▶ _Provided passage_
Add Me!Close Menu Navigation

Problem Solving with Lua

Chapter 11. The project team problem part 1

Let’s pretend for a moment that you’re working as an undergraduate research assistant for one of the most brilliant professors at your school, which makes you more or less a glorified secretary/coffee dispenser. On the first day of class, you are tasked to divide up his CS101 class into pairs of student who will be working together in order to implement an awesome Pokemon clone. Great, yet another boring and unamusing problem to solve. However, soon you find that the problem wasn’t as easy as you originally thought it to be.

The first part of this problem solving series will deal with problems that may not seem intuitive at first, but will have extremely simple and elegant algorithms.

This is part 3 of the Lua tutorial series

Chapters 1–5 → An introduction to Lua.
Chapters 6–10 → The Table Tutorial.
Chapter 11 → The project team problem part 1

1. Introduction

It’s the beginning of a glorious new school year and you’re doing your usual thing as professor Kleinberg’s assistant, sitting in the fluorescent lit basement of a building oddly reminiscent of a grounded Titanic while waiting for the coffee machine across from you to finish buzzing. Suddenly, you hear a flurry of footsteps in the hallway and you perk up, anxiously awaiting for someone to shout “quick, follow me, there’s not enough time to explain,” only to realize that other people exist in the world who need to use the computer lab and that your life isn’t and will never be an action movie.

When the coffee finally finishes brewing, you found yourself inside a spacious room on the fourth floor. You quietly reassure yourself yet again that this is indeed the correct room, for you’ve already made the mistake of confusing the Kleinberg brothers earlier that week that resulted in a lot of embarrassment. While you were daydreaming, the professor came into the room and announced that he has a very special job for you. You immediately snapped back into the present. “Damn,” you thought to yourself, “I should have thought twice before giving up hope on an action movie life.” Feeling extremely badass all of a sudden, you decide to try on the pair of sunglasses that you’ve always carried around in your jacket in case your life ever becomes badass.

“What’s the problem doc?”

“Err…” the professor begins with a quizzical expression “well, I need you to organize my intro CS class into student pairs to work together on their projects, but I can see you’re a bit busy, I’ll just ask insert name of your rival

*sigh* “No, it’s all good”, you sullenly take off your shades. “I’m really not busy right now”

▶ _Data lines_
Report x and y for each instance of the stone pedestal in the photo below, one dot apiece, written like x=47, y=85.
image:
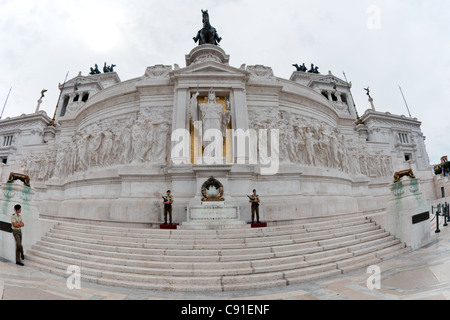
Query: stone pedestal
x=406, y=203
x=203, y=214
x=214, y=215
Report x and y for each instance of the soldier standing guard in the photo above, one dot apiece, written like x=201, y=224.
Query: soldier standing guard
x=168, y=201
x=254, y=200
x=17, y=225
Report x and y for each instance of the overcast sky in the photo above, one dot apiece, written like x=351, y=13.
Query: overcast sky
x=381, y=44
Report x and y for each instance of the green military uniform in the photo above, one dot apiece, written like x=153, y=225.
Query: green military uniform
x=17, y=233
x=255, y=208
x=168, y=209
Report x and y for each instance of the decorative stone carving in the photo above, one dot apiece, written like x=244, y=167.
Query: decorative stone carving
x=212, y=190
x=158, y=71
x=260, y=71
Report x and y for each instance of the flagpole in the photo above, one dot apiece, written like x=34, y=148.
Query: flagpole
x=353, y=100
x=52, y=123
x=4, y=106
x=407, y=107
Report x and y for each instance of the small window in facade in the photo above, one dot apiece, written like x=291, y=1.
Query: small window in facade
x=7, y=141
x=85, y=97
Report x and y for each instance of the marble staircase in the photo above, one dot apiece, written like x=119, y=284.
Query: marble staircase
x=214, y=260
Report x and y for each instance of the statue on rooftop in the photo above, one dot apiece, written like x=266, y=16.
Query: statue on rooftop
x=208, y=34
x=301, y=68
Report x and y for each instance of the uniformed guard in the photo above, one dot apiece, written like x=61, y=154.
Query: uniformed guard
x=168, y=201
x=254, y=200
x=17, y=225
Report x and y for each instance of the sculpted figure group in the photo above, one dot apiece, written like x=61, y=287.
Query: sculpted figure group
x=314, y=143
x=104, y=144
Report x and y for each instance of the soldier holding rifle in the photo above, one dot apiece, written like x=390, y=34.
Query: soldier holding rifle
x=254, y=200
x=168, y=201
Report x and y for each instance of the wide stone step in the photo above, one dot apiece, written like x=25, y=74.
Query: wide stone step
x=204, y=244
x=214, y=260
x=220, y=234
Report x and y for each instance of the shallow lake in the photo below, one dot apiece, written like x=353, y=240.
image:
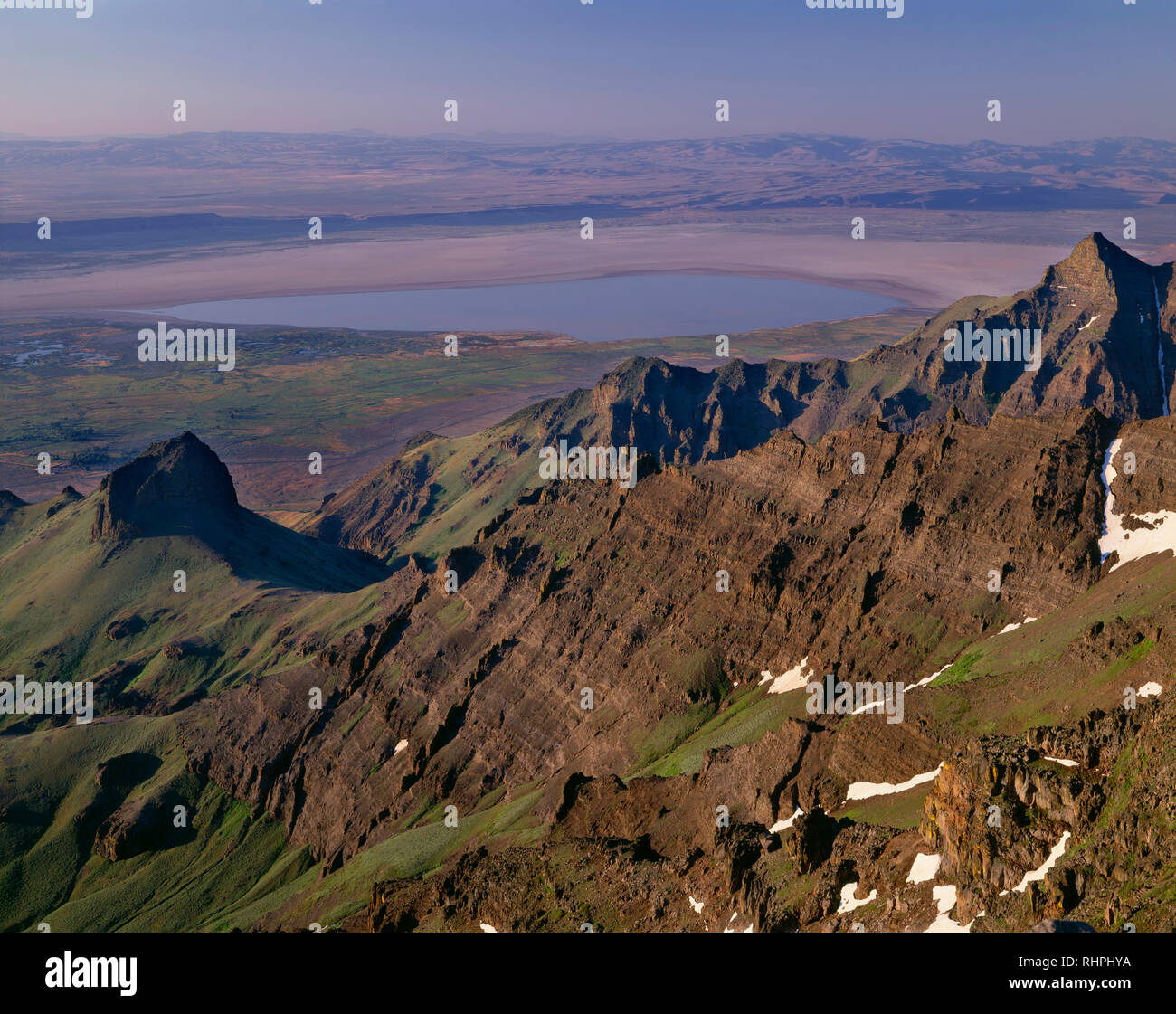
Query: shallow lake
x=592, y=309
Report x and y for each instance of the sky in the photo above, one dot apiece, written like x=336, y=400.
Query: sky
x=1063, y=70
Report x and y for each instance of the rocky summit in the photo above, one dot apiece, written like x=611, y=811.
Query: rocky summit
x=878, y=645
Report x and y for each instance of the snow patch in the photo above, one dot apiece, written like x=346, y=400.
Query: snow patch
x=1046, y=867
x=867, y=790
x=792, y=680
x=849, y=903
x=930, y=679
x=945, y=899
x=1160, y=537
x=783, y=825
x=924, y=868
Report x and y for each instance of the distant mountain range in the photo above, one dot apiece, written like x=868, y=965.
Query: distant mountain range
x=710, y=176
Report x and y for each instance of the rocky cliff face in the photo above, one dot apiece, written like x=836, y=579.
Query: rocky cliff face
x=624, y=670
x=175, y=485
x=586, y=584
x=1106, y=324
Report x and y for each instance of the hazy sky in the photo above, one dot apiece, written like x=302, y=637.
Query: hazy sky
x=627, y=69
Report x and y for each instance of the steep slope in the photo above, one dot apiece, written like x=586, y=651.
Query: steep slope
x=1106, y=343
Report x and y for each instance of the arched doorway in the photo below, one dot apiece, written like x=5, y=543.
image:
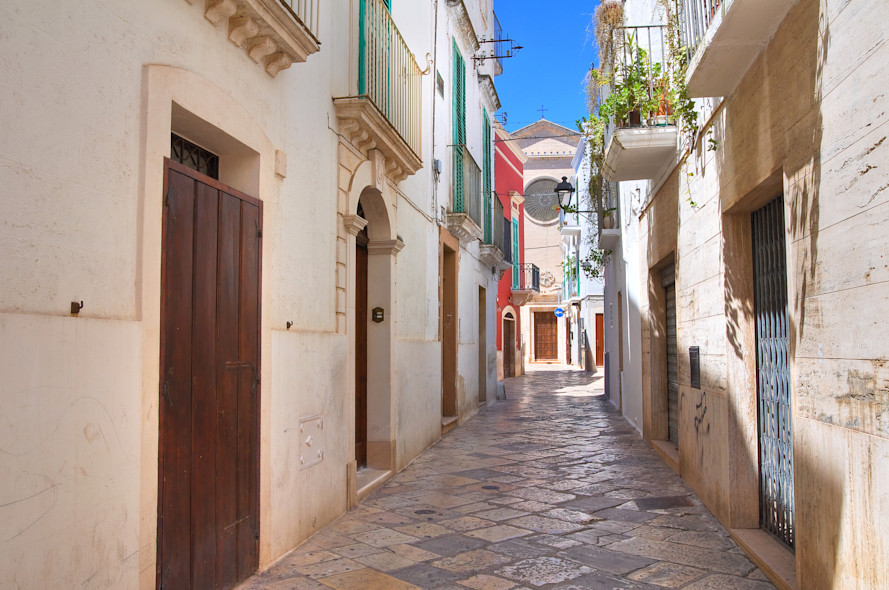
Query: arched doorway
x=371, y=300
x=509, y=345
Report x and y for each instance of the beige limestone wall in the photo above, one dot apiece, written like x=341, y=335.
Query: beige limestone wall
x=69, y=496
x=807, y=120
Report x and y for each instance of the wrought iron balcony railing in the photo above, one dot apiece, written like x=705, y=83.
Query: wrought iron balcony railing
x=466, y=188
x=388, y=74
x=696, y=16
x=497, y=227
x=306, y=12
x=527, y=279
x=505, y=238
x=500, y=46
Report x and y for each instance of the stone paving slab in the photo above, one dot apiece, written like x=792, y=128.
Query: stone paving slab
x=550, y=488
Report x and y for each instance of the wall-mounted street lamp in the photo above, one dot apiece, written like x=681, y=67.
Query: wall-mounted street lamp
x=564, y=191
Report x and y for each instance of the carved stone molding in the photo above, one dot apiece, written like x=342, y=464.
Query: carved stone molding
x=463, y=228
x=265, y=30
x=486, y=84
x=354, y=224
x=365, y=127
x=522, y=296
x=464, y=24
x=391, y=247
x=489, y=254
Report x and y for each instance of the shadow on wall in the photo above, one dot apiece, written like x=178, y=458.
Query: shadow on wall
x=774, y=129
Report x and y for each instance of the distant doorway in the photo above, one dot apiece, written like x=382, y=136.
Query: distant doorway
x=448, y=322
x=482, y=346
x=361, y=241
x=600, y=340
x=509, y=345
x=546, y=330
x=668, y=282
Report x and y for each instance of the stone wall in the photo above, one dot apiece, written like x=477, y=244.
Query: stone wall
x=808, y=120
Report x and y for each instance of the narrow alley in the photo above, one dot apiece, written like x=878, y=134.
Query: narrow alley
x=550, y=488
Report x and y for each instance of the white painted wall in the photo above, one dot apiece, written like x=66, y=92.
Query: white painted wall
x=85, y=123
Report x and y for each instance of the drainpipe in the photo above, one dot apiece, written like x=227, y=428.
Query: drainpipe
x=435, y=175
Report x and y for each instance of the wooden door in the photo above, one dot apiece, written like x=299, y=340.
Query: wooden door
x=361, y=349
x=508, y=348
x=600, y=340
x=546, y=329
x=208, y=464
x=449, y=323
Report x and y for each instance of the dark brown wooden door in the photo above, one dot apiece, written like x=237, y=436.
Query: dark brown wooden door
x=208, y=527
x=600, y=340
x=361, y=349
x=546, y=329
x=508, y=348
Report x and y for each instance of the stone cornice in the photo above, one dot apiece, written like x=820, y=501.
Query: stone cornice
x=391, y=247
x=489, y=254
x=521, y=296
x=486, y=83
x=464, y=24
x=354, y=224
x=365, y=127
x=463, y=228
x=265, y=30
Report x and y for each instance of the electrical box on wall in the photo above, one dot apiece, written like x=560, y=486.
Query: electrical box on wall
x=311, y=441
x=694, y=361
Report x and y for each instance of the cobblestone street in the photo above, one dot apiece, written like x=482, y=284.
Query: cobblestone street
x=550, y=488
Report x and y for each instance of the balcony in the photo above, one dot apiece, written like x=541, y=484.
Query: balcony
x=385, y=115
x=642, y=136
x=569, y=226
x=525, y=283
x=497, y=248
x=274, y=33
x=723, y=38
x=465, y=211
x=609, y=238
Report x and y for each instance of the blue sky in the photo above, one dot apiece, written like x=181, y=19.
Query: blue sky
x=550, y=70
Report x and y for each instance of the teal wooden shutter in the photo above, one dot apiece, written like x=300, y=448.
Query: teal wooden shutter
x=486, y=174
x=459, y=121
x=516, y=262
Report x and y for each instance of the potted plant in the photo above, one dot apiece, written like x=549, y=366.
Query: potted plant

▶ _Tasks_
**1.** In the listing, quote the lines word for word, starting at the line that contains "Report x and y for each instance of the overcast" and ending at the line that contains "x=168, y=209", with both of those lines included.
**2.** Continue the Lua tutorial chapter on the project team problem from the point where it stops.

▶ _Per-task outputs_
**1.**
Report x and y for each instance of the overcast sky in the photo above, one dot apiece, written like x=351, y=13.
Query: overcast sky
x=381, y=44
Report x and y for each instance of the green military uniform in the photo above, one dot apiece, written like x=153, y=225.
Query: green military uniform
x=17, y=233
x=255, y=208
x=168, y=209

**2.**
Problem Statement

“Anyways,” explains the professor, “I’ve collected a single time interval (due to the limitation of the survey software) during which each student is free to work, and from the doodle poll I’ve sent out, all students prefer to work in pairs rather than by themselves, so I want you to find as many pairs of students that have at least some overlapping free time in order to work together.”

More formally, if we’re given a set of students S such that for each student S_i, that student is free to work during the time interval [a_i, b_i] (start at a, end at b). Two students can be paired together as long as their time intervals overlap. You are asked to find as many such disjoint pairs as possible.

2. Let’s start with an easy problem first

In order to solve this problem, let’s consider an easier problem first, since we need to be able to start off somewhere along the way. Let’s consider the problem of organizing these student pairs, only that we don’t have to find the maximum number of pairs. Instead, we’re only interested in finding some/any pairing such that the remaining students cannot be paired up with any of the other remaining students. Now the reader may get a bit confused here. If we come up with a way to match students such that the remaining students cannot be matched up with any of the other remaining students, then wouldn’t that matching be maximum anyways?

Not exactly, and bear with me here because working through a few examples will almost always help clear away enough problems to give you a pretty good intuition of how to solve the problem. Take for example, the following four students Bob, Alice, John, and Walt.

Bob Alice John Walt
1:00 to 4:00 3:00 to 4:00 1:00 to 2:00 1:30 to 2:30

Well, one way of doing this is to just match Bob with Alice, and John with Walt. Since Bob is free from 1 to 4 while Alice from 3 to 4, they can easily be matched. Similarly, since John is free from 1 to 2 while Walt from 1:30 to 2:30, they can work together from 1:30 to 2.

How did I come up with that pairing? I just took a single unmatched student (Bob), stuck him onto a list, took another unmatched student (Alice) and check whether she can be paired with anyone already on the list (Bob’s all like, me me me). I then did the same thing with John, who unfortunately can’t join the Bob-Alice team since Bob and Alice are already on the team, so he starts his own team that’s way better than Bob-Alice and his team gets put onto the list. Finally, Walt comes waltzing in (just shoot me) like he owns the place and he finds that, hurrah, John’s already there waiting for him.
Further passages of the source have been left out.